> **WORK INSTRUCTIONS**: In full and without changes, output the data.

(Natural language region descriptions)
——

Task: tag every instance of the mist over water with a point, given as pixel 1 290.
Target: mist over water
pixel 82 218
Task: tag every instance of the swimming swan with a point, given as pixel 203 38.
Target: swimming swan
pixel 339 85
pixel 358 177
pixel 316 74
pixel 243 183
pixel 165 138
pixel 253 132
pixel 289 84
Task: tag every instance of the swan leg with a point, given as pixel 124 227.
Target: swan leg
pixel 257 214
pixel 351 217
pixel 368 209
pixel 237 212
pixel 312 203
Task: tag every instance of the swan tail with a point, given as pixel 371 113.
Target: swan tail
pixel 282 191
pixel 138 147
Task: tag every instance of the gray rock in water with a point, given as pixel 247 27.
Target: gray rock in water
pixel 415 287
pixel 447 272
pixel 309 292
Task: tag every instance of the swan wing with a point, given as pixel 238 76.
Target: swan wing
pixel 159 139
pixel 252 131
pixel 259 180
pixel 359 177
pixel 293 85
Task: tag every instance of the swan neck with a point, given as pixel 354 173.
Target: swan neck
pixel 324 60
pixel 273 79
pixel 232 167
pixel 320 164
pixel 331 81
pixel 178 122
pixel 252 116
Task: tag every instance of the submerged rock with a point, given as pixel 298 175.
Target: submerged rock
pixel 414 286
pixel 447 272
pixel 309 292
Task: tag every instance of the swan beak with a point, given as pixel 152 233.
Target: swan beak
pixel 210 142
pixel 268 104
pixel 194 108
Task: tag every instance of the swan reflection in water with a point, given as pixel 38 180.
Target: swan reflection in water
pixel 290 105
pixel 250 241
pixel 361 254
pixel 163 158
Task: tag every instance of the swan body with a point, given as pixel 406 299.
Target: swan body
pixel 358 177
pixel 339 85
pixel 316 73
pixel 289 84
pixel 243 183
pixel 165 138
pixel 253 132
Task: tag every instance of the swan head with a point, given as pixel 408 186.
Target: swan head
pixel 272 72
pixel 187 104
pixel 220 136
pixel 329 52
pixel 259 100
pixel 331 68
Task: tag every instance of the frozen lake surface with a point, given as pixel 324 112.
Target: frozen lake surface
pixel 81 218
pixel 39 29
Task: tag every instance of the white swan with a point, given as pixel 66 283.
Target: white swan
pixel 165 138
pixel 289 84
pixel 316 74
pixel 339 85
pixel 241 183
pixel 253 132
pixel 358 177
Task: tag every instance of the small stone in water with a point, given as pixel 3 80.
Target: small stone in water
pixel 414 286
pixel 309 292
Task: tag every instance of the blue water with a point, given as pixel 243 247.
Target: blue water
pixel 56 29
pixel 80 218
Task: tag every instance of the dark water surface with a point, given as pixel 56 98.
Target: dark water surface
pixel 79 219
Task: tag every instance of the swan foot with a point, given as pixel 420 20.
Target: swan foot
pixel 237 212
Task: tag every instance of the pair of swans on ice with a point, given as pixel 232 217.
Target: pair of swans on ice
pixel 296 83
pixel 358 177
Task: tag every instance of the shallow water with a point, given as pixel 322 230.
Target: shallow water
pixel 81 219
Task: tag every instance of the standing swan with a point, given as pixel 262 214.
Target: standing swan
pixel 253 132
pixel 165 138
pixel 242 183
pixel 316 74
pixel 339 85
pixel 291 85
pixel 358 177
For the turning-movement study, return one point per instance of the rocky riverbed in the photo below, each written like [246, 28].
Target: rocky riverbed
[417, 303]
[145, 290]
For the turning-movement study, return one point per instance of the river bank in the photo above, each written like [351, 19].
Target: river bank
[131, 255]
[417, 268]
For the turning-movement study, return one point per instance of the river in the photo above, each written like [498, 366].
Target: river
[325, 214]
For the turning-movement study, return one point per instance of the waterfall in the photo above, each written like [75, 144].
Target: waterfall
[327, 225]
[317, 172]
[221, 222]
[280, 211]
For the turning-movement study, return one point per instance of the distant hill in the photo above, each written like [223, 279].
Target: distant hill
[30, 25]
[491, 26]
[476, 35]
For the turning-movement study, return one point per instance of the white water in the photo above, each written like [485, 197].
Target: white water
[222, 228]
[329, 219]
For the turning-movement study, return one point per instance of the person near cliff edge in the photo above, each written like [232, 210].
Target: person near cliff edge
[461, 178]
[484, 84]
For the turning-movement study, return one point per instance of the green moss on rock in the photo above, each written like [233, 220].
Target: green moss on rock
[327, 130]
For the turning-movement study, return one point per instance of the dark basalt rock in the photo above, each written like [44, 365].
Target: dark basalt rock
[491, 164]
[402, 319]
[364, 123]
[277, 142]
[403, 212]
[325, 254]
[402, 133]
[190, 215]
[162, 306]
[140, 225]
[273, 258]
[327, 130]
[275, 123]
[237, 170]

——

> **RESPONSE AREA**:
Task: tag every instance of the mist over water with a point, given as pixel 1 290.
Target: mist over water
pixel 82 218
Task: tag every instance of the swimming swan with a point, given as pixel 203 38.
Target: swimming swan
pixel 339 85
pixel 358 177
pixel 316 74
pixel 243 183
pixel 165 138
pixel 253 132
pixel 289 84
Task: tag every instance of the swan leg with a point, given as pixel 124 227.
Target: swan leg
pixel 257 214
pixel 351 217
pixel 368 209
pixel 237 212
pixel 312 203
Task: tag every instance of the swan tail with a point, given as pixel 371 113.
Target: swan tail
pixel 282 191
pixel 138 147
Task: tag every instance of the gray rock in water with a point, given as pixel 247 27.
Target: gray rock in water
pixel 415 287
pixel 447 272
pixel 309 292
Task: tag every instance of the swan wing with a point, given as pixel 238 76.
Target: swan wing
pixel 159 139
pixel 252 131
pixel 259 180
pixel 359 177
pixel 293 85
Task: tag every instance of the swan neck with a point, given as pixel 354 173.
Target: swan neck
pixel 324 60
pixel 273 79
pixel 232 167
pixel 320 164
pixel 331 81
pixel 178 122
pixel 252 116
Task: tag every instance of the submerged rock with a point, given as pixel 298 175.
Target: submerged rock
pixel 414 286
pixel 447 272
pixel 309 292
Task: tag every instance of the swan beak with a point, given as pixel 152 233.
Target: swan beak
pixel 210 142
pixel 268 104
pixel 194 108
Task: tag every instance of the swan reflection in water with a point, given as pixel 38 180.
Target: swan reflection in water
pixel 290 105
pixel 250 241
pixel 361 254
pixel 163 158
Task: tag every instance of the swan body with a point, given as pixel 406 299.
Target: swan body
pixel 358 177
pixel 339 85
pixel 316 73
pixel 289 84
pixel 243 183
pixel 165 138
pixel 253 132
Task: tag every instance of the swan head with a point, given as pixel 408 186.
Target: swan head
pixel 272 72
pixel 187 104
pixel 220 136
pixel 329 52
pixel 259 100
pixel 331 68
Task: tag every instance of the frozen lake surface with a point, given as pixel 324 112.
Target: frozen lake surface
pixel 81 218
pixel 39 29
Task: tag every instance of the white swan with a point, given as pixel 66 283.
Target: white swan
pixel 165 138
pixel 289 84
pixel 316 74
pixel 339 85
pixel 241 183
pixel 253 132
pixel 358 177
Task: tag every instance of the small stone in water with a point, given as pixel 3 80.
Target: small stone in water
pixel 414 286
pixel 309 292
Task: tag every instance of the blue water with a point, given as pixel 243 247.
Target: blue water
pixel 56 29
pixel 80 218
Task: tag every instance of the dark water surface with a point, given as pixel 56 98.
Target: dark water surface
pixel 79 219
Task: tag every instance of the swan foot with a point, given as pixel 420 20.
Target: swan foot
pixel 237 212
Task: tag every instance of the pair of swans on ice with a point, given as pixel 232 217.
Target: pair of swans on ice
pixel 296 83
pixel 358 177
Task: tag every instance of the shallow water with a point, given as pixel 322 230.
Target: shallow water
pixel 81 219
Task: tag every instance of the standing swan with a point, given as pixel 262 214.
Target: standing swan
pixel 253 132
pixel 165 138
pixel 242 183
pixel 316 74
pixel 339 85
pixel 291 85
pixel 358 177
For the turning-movement study, return one point per instance of the rocky riverbed in the photo below, each written like [246, 28].
Target: rocky riverbed
[417, 303]
[145, 290]
For the turning-movement study, return one point per instance of the river bank in the photo above, each written like [351, 19].
Target: river bank
[131, 255]
[417, 268]
For the turning-movement study, return one point per instance of the river in the photo above, each written like [498, 366].
Target: river
[325, 214]
For the turning-movement study, return one point per instance of the waterfall in the photo above, each written like [75, 144].
Target: waterfall
[327, 225]
[317, 172]
[221, 222]
[280, 211]
For the turning-movement study, return one point per instance of the distant hill in the photo above, each written like [223, 279].
Target: distant hill
[30, 25]
[491, 26]
[476, 35]
For the turning-movement study, return one point per instance of the white water in the photo above, each written like [485, 197].
Target: white water
[222, 228]
[329, 219]
For the turning-movement study, return one point per instance of the person near cliff edge in the photo above, each written like [232, 210].
Target: person near cliff edge
[461, 178]
[484, 84]
For the turning-movement study, return one point per instance of the green moss on rock in the photo above, each written like [233, 220].
Target: green moss on rock
[327, 130]
For the turning-movement study, return one point per instance of the dark basalt rock in the photo above, each written like [44, 365].
Target: dark basalt rock
[491, 164]
[402, 319]
[364, 123]
[277, 142]
[403, 212]
[325, 254]
[402, 133]
[190, 215]
[162, 306]
[140, 225]
[273, 258]
[327, 130]
[275, 123]
[237, 170]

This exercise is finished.